PROVIDED RECORDS –
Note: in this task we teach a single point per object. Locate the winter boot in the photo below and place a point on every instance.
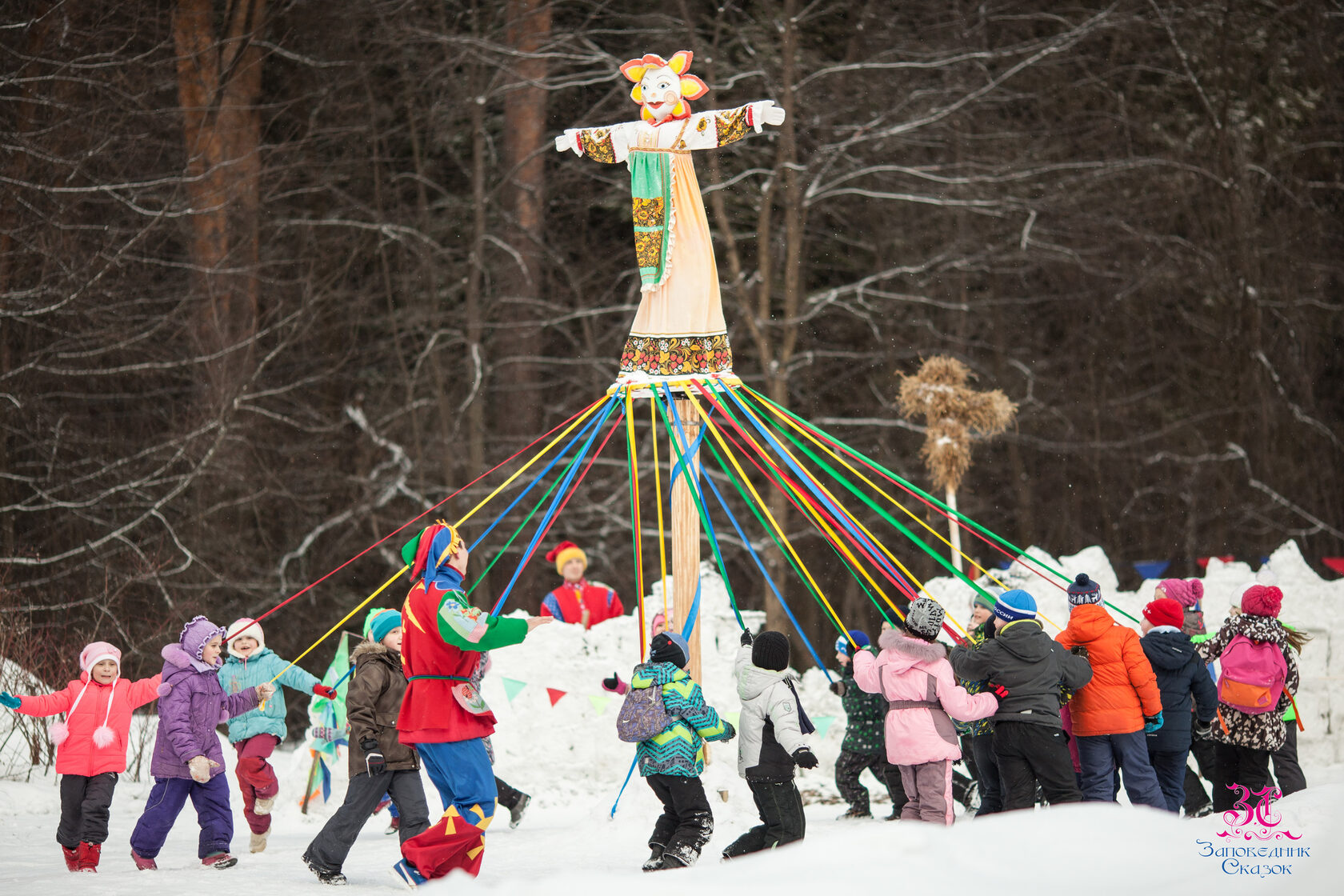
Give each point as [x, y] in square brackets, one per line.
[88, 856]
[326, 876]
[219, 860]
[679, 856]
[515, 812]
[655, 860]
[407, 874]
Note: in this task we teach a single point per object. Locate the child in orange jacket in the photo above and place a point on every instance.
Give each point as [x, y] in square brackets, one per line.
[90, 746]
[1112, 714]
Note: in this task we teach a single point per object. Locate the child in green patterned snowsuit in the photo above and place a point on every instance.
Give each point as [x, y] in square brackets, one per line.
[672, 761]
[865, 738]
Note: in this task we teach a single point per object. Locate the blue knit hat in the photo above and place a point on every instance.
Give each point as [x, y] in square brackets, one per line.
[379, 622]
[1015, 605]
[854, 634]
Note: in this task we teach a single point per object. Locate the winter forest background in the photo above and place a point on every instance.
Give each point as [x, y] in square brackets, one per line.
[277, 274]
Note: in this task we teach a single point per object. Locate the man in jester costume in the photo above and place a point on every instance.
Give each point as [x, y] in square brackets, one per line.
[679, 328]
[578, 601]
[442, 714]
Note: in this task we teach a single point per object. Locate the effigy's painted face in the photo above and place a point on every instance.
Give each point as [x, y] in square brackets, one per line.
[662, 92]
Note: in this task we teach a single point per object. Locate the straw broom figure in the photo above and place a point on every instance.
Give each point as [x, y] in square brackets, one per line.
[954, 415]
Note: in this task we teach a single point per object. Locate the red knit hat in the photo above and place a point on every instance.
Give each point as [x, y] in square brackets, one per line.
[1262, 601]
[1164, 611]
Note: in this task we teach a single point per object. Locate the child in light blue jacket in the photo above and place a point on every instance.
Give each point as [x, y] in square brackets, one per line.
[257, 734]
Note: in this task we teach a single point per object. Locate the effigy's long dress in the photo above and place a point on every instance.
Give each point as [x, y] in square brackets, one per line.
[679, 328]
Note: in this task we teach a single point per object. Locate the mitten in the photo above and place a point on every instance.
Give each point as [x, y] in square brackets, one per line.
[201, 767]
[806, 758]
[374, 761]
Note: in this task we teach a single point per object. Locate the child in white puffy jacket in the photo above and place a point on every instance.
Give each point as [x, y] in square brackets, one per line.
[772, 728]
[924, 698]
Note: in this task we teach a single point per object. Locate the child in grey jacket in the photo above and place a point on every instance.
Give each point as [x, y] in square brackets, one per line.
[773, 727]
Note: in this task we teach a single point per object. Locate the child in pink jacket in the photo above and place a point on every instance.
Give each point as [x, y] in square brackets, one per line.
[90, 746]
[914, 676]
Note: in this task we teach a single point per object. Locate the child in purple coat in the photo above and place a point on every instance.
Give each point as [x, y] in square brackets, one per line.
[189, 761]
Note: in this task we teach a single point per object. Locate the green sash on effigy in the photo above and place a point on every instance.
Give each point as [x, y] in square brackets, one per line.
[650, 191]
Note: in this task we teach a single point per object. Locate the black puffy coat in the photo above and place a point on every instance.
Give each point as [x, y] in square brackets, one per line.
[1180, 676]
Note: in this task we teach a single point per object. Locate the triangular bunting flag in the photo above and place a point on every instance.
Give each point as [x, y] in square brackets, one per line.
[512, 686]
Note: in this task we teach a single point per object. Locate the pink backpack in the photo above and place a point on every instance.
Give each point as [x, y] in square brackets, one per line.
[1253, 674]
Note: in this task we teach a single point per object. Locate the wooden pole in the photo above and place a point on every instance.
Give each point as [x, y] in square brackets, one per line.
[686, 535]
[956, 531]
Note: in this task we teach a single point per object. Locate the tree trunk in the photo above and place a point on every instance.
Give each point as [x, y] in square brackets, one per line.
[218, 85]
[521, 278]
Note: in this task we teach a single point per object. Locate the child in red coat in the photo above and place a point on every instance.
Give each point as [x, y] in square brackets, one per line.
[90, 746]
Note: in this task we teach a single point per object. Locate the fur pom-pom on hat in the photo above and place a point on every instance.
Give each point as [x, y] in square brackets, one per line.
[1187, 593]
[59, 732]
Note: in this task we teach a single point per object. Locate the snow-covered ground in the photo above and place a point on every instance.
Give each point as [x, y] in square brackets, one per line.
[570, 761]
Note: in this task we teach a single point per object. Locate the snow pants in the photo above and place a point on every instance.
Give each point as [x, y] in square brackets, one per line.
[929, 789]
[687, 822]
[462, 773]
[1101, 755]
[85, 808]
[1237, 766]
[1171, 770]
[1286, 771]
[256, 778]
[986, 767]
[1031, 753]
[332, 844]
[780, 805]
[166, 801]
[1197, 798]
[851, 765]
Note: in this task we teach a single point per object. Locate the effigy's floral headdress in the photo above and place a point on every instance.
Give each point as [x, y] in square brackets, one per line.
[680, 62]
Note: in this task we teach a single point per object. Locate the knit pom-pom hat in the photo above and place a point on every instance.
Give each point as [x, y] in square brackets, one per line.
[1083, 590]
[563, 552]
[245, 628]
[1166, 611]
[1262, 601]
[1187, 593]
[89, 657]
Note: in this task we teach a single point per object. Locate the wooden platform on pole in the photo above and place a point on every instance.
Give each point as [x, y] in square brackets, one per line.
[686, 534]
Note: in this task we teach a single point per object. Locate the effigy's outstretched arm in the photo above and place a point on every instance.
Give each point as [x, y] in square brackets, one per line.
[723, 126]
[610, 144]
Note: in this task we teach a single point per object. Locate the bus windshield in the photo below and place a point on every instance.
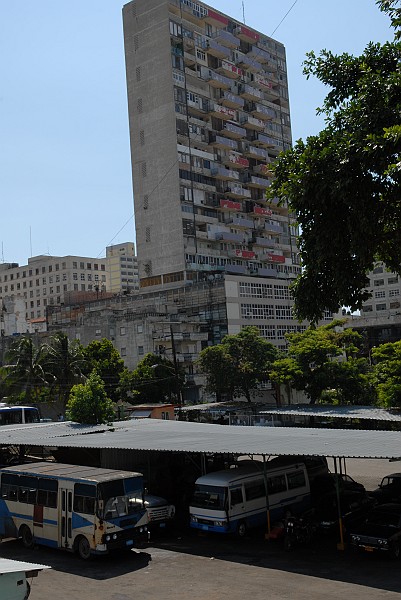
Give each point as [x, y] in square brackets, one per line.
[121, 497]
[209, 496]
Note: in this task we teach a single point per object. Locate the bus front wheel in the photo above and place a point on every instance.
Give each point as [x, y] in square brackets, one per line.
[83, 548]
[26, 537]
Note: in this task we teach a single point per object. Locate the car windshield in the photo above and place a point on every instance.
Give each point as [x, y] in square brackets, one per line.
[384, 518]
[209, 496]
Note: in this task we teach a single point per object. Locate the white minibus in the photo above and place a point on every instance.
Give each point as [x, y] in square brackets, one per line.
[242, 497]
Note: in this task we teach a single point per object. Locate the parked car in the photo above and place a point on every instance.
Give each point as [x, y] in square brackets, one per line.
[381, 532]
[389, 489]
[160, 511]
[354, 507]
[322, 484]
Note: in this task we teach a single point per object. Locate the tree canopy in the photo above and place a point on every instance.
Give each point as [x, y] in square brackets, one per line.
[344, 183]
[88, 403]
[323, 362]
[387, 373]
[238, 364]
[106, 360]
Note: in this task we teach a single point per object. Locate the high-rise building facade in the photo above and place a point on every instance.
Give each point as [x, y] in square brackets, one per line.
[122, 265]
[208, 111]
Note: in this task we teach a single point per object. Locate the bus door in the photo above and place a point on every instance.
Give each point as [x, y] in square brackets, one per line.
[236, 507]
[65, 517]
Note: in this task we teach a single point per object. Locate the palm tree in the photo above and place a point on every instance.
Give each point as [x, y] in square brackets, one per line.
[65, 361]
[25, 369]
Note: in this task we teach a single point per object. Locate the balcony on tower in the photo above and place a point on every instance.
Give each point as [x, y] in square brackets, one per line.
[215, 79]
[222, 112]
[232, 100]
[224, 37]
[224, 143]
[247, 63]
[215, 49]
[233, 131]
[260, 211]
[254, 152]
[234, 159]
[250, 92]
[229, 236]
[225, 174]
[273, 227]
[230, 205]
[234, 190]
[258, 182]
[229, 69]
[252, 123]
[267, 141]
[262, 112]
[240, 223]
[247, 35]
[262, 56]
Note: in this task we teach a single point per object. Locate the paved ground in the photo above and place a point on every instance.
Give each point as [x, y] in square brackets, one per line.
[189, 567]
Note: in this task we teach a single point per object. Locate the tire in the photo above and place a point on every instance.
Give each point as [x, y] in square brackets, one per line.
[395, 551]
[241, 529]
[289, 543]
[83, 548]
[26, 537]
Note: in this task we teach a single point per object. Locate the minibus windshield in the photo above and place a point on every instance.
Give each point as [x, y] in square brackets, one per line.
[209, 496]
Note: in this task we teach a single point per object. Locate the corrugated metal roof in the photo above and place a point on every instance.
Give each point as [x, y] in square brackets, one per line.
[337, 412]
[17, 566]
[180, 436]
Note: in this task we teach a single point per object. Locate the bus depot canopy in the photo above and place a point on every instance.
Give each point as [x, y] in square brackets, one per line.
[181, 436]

WHAT TO PRODUCE –
Using the entries above, return exactly the lines from the line with "Locate the paved" to the line with "Locate the tire", counting both of those lines.

FINISHED TASK –
Note: in this task we teach a single point per object. Locate the paved ground in the photo above and place a point on every instance.
Give each point as [x, y] in square brackets, one per line.
[189, 567]
Note: in this task we teach a single point per object. Locate the tire in the photo above and place a point on every instance.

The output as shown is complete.